* OBJETIVOS
1. Reescreva a parte do trecho fornecido que vai de "Mas afinal, o" até "é uma exceção!", trocando "exceção" por "ressalva".
2. Segundo o trecho fornecido, com que idade Dan Gerson faleceu?

* TRECHO FORNECIDO
***

Eis
a ironia: Apenas um mês depois de postar minha crítica de “Operação Big Hero”,
leio na internet a notícia de que um de seus roteiristas, Dan Gerson, faleceu
aos 49 anos, vítima de câncer cerebral.

É
uma pena pensar que alguém que escreveu o roteiro de um filme que gostei tanto
veio a falecer tendo trabalhado em apenas quatro filmes, incluindo o ainda não
lançado “Carros 3”. Sendo assim, em minha homenagem a ele, escolhi para
criticar o filme que foi sua primeira experiência em escrever um roteiro para
um longa-metragem: “Monstros S.A”.
Tendo
entrado para a equipe da Pixar em 1999, dois anos antes do lançamento do filme,
Gerson escreveu o roteiro a partir de uma primeira base escrita pelo roteirista
veterano da Pixar Andrew Stanton, depois que este foi trabalhar no roteiro de “Procurando
Nemo”. Assim, coube a Gerson o trabalho de desenvolver melhor o enredo, os
personagens e os diálogos do filme. Durante os quase dois anos seguintes, ele
trabalhou diariamente junto com os diretores Pete Docter e David Silverman, que
lhe diziam o que queriam em determinada cena, com então Dan escrevendo a sequência
e adicionando algumas sugestões que ele próprio havia dado para fazê-la
funcionar melhor visualmente, antes de enviar o roteiro para um dos artistas
responsáveis pelos story boards.
Segundo o próprio Dan Gerson, durante esse período não era incomum ele falar
com Docter 3 ou 4 noites por semana apenas para checar se estava tudo indo
certo e debater em cima do filme.
Certo...
Mas afinal, o filme vale a pena? Bom, é claro que ele vale a pena, é um filme
da Pixar, os filmes deles sempre valem a pena!
Ok,
quase sempre. Mas essa é uma exceção!
Enfim, vamos falar de “Monstros S.A”.

***

(Entradas de apontamento e rotulagem)
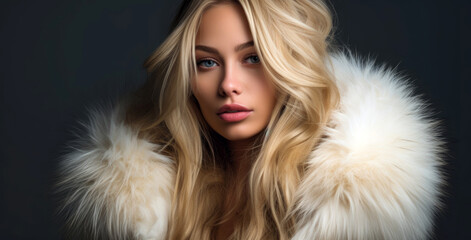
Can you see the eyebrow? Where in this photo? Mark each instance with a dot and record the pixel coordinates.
(215, 51)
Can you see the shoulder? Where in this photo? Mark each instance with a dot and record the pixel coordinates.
(113, 181)
(376, 174)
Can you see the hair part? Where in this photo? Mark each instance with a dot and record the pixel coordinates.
(291, 38)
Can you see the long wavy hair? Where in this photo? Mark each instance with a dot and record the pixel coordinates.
(292, 41)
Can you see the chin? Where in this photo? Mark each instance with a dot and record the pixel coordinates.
(239, 135)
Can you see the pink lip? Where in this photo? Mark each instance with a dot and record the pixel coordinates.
(233, 112)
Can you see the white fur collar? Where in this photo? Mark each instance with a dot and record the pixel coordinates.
(375, 176)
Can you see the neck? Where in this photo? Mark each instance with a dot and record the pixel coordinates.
(241, 154)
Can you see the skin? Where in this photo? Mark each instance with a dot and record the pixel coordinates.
(230, 72)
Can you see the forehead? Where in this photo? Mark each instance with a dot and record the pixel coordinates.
(223, 23)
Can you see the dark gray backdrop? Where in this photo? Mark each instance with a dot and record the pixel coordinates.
(60, 57)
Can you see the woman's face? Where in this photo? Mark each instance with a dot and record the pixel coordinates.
(235, 96)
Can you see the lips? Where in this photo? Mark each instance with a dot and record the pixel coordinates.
(233, 112)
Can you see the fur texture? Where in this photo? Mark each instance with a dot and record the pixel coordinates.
(375, 175)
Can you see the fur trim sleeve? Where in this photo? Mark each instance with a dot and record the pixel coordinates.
(115, 185)
(376, 173)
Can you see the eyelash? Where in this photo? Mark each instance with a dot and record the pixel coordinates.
(200, 62)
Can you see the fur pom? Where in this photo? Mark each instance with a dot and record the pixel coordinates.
(116, 185)
(376, 173)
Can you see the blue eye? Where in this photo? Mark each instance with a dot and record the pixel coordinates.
(207, 63)
(254, 59)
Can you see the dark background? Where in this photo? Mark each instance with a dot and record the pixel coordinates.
(59, 58)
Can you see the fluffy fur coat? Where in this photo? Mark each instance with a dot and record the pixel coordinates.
(376, 175)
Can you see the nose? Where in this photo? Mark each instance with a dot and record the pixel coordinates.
(230, 83)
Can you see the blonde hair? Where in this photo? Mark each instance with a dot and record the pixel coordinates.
(291, 38)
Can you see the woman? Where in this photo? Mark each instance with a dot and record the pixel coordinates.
(248, 128)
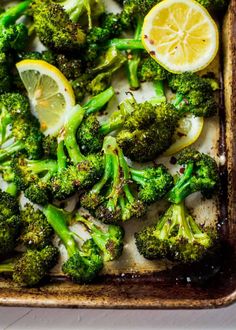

***

* RESPOSTAS AOS PROBLEMAS
1.
Mas afinal, o filme vale a pena? Bom, é claro que ele vale a pena, é um filme
da Pixar, os filmes deles sempre valem a pena!
Ok,
quase sempre. Mas essa é uma ressalva!

2. Aos 49 anos.